## WHAT TO PRODUCE
From first line to last, write out the data precisely as shown.
RECORDS: Begin
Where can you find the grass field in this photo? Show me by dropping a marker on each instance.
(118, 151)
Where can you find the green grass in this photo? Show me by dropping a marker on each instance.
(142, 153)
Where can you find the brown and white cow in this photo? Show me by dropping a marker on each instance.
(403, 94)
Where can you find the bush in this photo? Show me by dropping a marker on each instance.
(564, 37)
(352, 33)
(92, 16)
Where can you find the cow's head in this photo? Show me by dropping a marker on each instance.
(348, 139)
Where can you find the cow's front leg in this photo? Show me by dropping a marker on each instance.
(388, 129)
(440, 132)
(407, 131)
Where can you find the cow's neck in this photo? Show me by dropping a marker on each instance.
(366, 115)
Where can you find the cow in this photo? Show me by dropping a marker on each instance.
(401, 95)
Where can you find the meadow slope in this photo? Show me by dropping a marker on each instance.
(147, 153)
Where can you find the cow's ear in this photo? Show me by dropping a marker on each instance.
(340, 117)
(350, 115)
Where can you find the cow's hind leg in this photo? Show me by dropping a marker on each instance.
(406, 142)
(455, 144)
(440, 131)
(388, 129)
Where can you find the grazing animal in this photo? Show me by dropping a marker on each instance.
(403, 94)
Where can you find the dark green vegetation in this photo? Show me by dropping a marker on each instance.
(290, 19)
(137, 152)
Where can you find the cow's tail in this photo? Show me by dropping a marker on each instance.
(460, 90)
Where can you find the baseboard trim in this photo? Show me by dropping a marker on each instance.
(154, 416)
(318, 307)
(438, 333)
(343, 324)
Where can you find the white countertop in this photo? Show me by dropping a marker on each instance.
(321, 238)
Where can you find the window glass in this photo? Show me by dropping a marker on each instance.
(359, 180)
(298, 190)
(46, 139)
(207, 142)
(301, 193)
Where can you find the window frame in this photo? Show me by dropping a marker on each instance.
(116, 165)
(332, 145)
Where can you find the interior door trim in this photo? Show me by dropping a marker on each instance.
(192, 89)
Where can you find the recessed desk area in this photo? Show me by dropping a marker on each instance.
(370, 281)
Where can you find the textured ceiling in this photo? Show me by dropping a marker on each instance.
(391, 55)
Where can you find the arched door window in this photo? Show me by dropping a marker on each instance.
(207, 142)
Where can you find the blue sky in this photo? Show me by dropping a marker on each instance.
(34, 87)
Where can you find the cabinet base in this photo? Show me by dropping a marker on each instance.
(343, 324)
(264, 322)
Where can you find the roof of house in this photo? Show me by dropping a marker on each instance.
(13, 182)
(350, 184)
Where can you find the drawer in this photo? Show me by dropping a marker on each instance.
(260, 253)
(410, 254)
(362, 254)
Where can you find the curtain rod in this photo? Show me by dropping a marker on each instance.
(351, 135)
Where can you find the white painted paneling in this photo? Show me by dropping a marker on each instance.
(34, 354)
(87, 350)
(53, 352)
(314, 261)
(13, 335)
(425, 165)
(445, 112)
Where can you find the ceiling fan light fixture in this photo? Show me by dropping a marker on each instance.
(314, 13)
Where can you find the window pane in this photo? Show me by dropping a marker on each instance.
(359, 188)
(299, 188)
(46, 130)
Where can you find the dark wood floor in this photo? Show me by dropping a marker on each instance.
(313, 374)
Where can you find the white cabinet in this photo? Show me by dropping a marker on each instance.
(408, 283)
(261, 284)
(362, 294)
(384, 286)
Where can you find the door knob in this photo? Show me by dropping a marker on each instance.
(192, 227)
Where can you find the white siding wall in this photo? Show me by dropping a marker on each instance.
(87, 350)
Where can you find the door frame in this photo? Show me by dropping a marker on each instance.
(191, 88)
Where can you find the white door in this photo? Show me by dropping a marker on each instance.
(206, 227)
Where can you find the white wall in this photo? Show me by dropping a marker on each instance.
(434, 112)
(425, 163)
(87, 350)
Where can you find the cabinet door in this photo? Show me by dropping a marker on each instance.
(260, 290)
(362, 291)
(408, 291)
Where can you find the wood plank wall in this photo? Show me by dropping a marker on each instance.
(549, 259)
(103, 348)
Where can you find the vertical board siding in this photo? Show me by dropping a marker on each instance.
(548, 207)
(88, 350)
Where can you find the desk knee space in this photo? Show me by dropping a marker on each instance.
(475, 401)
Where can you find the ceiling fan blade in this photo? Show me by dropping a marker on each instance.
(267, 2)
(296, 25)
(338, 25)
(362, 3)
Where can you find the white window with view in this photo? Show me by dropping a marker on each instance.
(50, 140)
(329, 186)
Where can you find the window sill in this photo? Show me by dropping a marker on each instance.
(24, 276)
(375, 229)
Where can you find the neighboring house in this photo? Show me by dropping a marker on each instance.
RECORDS: End
## THE COMPLETED TASK
Where can you find the grass field in this photo? Show me by dropping a marker on each instance.
(118, 151)
Where can you find the green grass in this photo? Show me by dropping a marker on each instance.
(142, 153)
Where can you find the brown and white cow in this photo? Show me by dropping a marker on each instance.
(403, 94)
Where can you find the bush in this photo? Show me by dropping a marker on each instance.
(564, 37)
(352, 33)
(92, 16)
Where can you find the cow's head in this photo? Show me by dropping a marker on each instance.
(348, 139)
Where can you find the cow's front leg in this photo? Show me by dropping a marker on each instance.
(388, 129)
(440, 132)
(407, 131)
Where can you find the cow's neck in this photo? Show me by dropping a marker on each instance.
(366, 115)
Where can you find the cow in this photo? Show me by dropping a marker on each instance.
(401, 95)
Where can you find the meadow slope in this photo? Show me by dropping a marker on each instance.
(147, 153)
Where can you find the cow's ear in this photo? Show me by dropping a marker on each instance.
(340, 117)
(350, 115)
Where can you find the cow's hind leg in this photo? Show me by dropping a marker on each instance.
(406, 142)
(455, 144)
(440, 131)
(388, 129)
Where can you find the grazing animal in this photo? Show me by dropping a marker on each instance.
(403, 94)
Where can you find the dark green vegetation in this photo? Show me by dropping a marker on each instance.
(290, 19)
(137, 152)
Where can you find the cow's tail in this photo? Show me by dropping a marker on each instance.
(460, 90)
Where can you find the baseboard trim in this photo? Show me by dropping a marker on each instance.
(154, 416)
(318, 307)
(438, 333)
(343, 324)
Where can you find the white countertop in this photo? Show me by dropping a marker on each instance.
(321, 238)
Where can you find the window glass in this photo? Show me by dropping a marker on each instance.
(359, 180)
(298, 190)
(46, 139)
(207, 142)
(301, 193)
Where can you find the window frame in this photo? Show me by dropping a marker on each instance.
(116, 165)
(332, 145)
Where can you find the interior door trim in this photo? Show me by dropping a marker on each instance.
(192, 89)
Where can you find the recessed desk area in this photo? Show me by dropping a marker on each instance.
(370, 281)
Where can you find the textured ceiling in this photo? Show me by dropping a marker on each instance.
(391, 55)
Where can you find the arched door window in this photo? Show me by dropping a marker on each instance.
(207, 142)
Where can you find the blue sky in this photo? Show me by dropping a marker on each instance.
(34, 87)
Where can you find the cabinet base in this photo? Show me by dropping a marker on each instance.
(343, 324)
(264, 322)
Where can you find the roof of house in this photo? Show me by dropping a marker on each instance.
(13, 182)
(350, 184)
Where can you find the drawer in this photo? Show me by dropping a marker on each instance.
(260, 253)
(410, 254)
(362, 254)
Where can you find the curtain rod in this photo? Show me by dropping a marker on each instance.
(351, 135)
Where can you find the white painted paneling in this photo? Show me by dropping a marker on each instance.
(34, 354)
(87, 350)
(53, 352)
(314, 261)
(13, 335)
(425, 165)
(445, 112)
Where can you find the ceiling fan light fixture in this photo? Show me by dropping a marker on each instance.
(314, 13)
Where can you find the window pane in this photo? Show me by dropping a marker on each instance.
(359, 188)
(299, 188)
(46, 130)
Where can you find the dark wood floor in this photo? Show me by dropping a marker on each instance.
(313, 374)
Where can you find the white cabinet in this photo? Show me by dropping a marker on each instance.
(408, 283)
(261, 284)
(362, 294)
(384, 286)
Where can you find the door knob in this photo? Show me by dropping a marker on each instance.
(192, 227)
Where can you find the white siding wall in this photo? Show me by dropping a marker on each instance.
(87, 350)
Where can you find the door frame in this photo? Show me by dropping a marker on each instance.
(191, 88)
Where can you find the white door in this photo? Show me by dropping a marker on each instance.
(206, 227)
Where can you find the white wall in this photo? Show me by dropping a marker on each instance.
(434, 112)
(425, 163)
(87, 350)
Where can you find the cabinet door in this photo? Show me by dropping a marker on each instance.
(260, 290)
(362, 291)
(408, 291)
Where can you find the wood plank wall in this photo? Show me by dropping a marker on each instance.
(549, 259)
(103, 348)
Where can you find the vertical board siding in this photo? Show me by dropping a marker on each instance.
(548, 207)
(88, 350)
Where can you find the desk knee space in this photo? Show me by dropping a marker on each instance.
(475, 401)
Where can you find the ceiling fan blade in this photo? Show me by dropping a marker on each instance.
(267, 2)
(296, 25)
(338, 25)
(362, 3)
Where can you find the white window with view in this photo? Show me by dropping a marker on each instance.
(50, 140)
(329, 186)
Where can you find the window sill in this photo? Show me by dropping a marker on each instance.
(24, 276)
(375, 229)
Where can you find the neighboring house in this photo? Show me by dropping a marker on each instance.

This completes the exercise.